Source text
The fracas, now under formal investigation by the Federal Bureau of Investigation, broke out on flight NW45 on Monday evening from Gatwick airport to Los Angeles via Minneapolis, Minnesota.
All 18 passengers were detained when the aircraft landed in Minneapolis. Charges were filed by the airline against Michael Purcell, 25, who appeared in a Minneapolis court yesterday and is being held in custody without bail.
The other 17 were refused entry into the US. Four were sent straight back to London on Monday night; the remaining 13 were dispatched last night and were due to arrive on two separate flights into Gatwick this morning.
Characterising the flight as "challenging", a spokesman for the airline confirmed last night that the activities of the 18 - believed to be members of three families - reduced the flight to pandemonium. It eventually took the intervention of three American wrestlers who happened to be on board to bring the disturbance to an end.
The trouble reportedly began soon after take-off from Gatwick, when one male member of the group began chasing his wife around the cabin shouting abuse at her. His son apparently then tried to intervene.
Matters then went from bad to worse. "It got to the point where it looked as though a serious physical confrontation was about to develop," reported Doug Killian, a spokesman for Northwest Airlines, which is based in Minneapolis. "This was truly an unruly group."

Record extracts
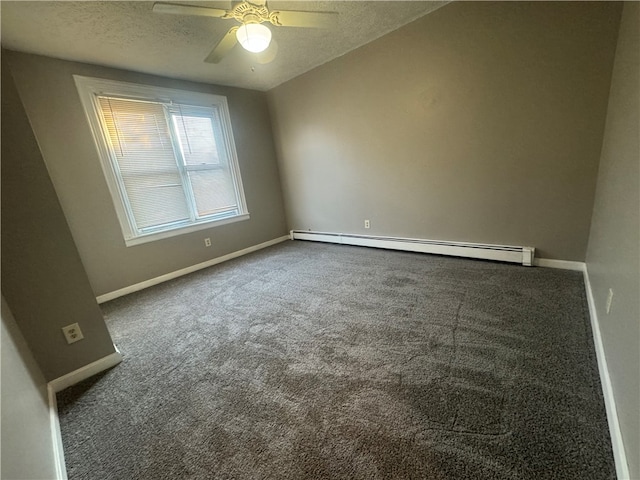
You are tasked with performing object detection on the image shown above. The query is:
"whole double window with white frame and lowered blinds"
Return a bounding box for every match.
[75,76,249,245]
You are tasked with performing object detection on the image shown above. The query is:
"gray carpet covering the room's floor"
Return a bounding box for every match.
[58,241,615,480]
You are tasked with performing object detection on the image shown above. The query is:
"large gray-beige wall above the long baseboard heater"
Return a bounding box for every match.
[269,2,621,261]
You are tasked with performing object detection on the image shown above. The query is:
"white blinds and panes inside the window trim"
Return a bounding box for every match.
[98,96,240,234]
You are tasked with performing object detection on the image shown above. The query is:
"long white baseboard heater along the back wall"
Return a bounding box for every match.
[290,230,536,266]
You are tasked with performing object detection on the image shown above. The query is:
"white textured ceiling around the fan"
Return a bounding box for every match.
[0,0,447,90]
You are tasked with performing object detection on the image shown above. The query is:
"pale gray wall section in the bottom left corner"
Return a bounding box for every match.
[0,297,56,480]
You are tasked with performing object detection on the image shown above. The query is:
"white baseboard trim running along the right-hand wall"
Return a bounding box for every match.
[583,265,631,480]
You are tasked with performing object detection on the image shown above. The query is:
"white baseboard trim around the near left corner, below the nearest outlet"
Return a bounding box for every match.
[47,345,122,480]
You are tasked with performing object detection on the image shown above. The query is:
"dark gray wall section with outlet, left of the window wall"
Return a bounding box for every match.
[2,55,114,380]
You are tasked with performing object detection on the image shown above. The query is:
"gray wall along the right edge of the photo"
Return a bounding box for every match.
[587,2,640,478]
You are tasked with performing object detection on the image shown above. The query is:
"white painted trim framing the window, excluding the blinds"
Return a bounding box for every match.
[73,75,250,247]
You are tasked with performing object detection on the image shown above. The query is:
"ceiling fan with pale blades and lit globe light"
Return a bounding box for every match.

Required work
1 - Answer these questions from the report on the disturbance aboard flight NW45:
(a) How many passengers were detained when the aircraft landed in Minneapolis?
(b) How many of them were sent straight back to London on Monday night?
(c) Who finally brought the disturbance to an end?
2 - Carry the report on the disturbance aboard flight NW45 further, starting after its final sentence.
The material has no connection to the text.

Exercise responses
1 -
(a) All 18 passengers.
(b) Four.
(c) Three American wrestlers who happened to be on board.

2 -
Mr Killian said the 18 had boarded the aircraft with "pitchers of liquor" and then began demanding more alcohol from the flight attendants when their own supply had been exhausted. Turned down by the crew members, they apparently then deployed their children to steal bottles of drink from unguarded drinks trolleys in the galley.
All efforts by the crew, including the captain who had been forced to come into the cabin from the cockpit, to restore calm were to no avail. However, the wrestlers, in training for the Olympics, pinned down three of the most unruly men in the group and restrained them with plastic hand- cuffs that airlines regularly carry on board flights.
Immigration officials justified returning the passengers on the premise that they had been unable to prove that there were genuine tourists and not entering the US for other purposes.
"They claimed to be tourists," remarked a dubious Dean Hove, director of the district immigration and naturalisation office. Mr Purcell was charged by Judge Ann Montgomery and could face hefty fines if found guilty at trial.